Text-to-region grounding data
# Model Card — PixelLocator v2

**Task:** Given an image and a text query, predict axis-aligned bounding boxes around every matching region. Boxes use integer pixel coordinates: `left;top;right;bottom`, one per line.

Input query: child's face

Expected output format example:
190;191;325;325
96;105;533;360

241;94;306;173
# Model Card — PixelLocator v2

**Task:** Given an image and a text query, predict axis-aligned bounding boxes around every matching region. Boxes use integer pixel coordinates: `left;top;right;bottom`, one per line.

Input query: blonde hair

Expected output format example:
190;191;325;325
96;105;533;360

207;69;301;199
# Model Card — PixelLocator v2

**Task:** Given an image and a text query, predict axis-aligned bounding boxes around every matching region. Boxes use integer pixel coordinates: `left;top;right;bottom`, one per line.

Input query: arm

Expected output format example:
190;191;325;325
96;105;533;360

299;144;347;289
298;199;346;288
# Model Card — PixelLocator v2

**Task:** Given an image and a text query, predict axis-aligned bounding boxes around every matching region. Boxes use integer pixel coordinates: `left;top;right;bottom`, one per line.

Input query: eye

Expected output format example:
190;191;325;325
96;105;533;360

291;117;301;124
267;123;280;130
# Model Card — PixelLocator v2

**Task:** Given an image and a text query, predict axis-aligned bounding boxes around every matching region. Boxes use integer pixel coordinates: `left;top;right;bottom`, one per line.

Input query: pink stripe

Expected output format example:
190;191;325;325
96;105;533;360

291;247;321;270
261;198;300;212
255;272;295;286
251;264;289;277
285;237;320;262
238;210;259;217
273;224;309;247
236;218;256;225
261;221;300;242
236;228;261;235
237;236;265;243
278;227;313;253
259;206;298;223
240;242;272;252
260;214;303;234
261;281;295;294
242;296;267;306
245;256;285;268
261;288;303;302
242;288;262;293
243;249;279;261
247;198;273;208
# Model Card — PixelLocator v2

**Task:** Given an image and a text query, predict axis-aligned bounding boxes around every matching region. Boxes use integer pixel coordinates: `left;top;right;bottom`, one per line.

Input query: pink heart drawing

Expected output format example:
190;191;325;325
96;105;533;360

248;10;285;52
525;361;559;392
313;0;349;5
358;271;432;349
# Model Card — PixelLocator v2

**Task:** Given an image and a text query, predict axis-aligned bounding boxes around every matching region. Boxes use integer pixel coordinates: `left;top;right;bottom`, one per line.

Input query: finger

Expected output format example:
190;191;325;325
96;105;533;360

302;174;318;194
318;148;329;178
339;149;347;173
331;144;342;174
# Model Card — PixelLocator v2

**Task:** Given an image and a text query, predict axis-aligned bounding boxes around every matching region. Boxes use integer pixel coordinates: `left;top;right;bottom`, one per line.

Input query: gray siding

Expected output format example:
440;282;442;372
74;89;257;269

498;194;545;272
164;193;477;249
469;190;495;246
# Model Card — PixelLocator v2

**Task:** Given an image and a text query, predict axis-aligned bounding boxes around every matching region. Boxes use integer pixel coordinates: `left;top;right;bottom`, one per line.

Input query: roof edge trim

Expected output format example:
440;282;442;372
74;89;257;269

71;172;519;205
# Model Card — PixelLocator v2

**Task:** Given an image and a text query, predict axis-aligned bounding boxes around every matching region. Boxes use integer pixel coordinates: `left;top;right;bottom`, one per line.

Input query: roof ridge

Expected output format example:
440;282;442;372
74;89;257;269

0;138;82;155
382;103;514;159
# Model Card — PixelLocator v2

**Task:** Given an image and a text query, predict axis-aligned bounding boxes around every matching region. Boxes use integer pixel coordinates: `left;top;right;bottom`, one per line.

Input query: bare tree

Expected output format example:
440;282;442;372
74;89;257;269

= WHAT THE TASK REQUIRES =
From the entries above, pull out each line that includes "roof".

= OUTPUT FOR THIS EXERCISE =
Input query: roof edge trim
Input query: roof ridge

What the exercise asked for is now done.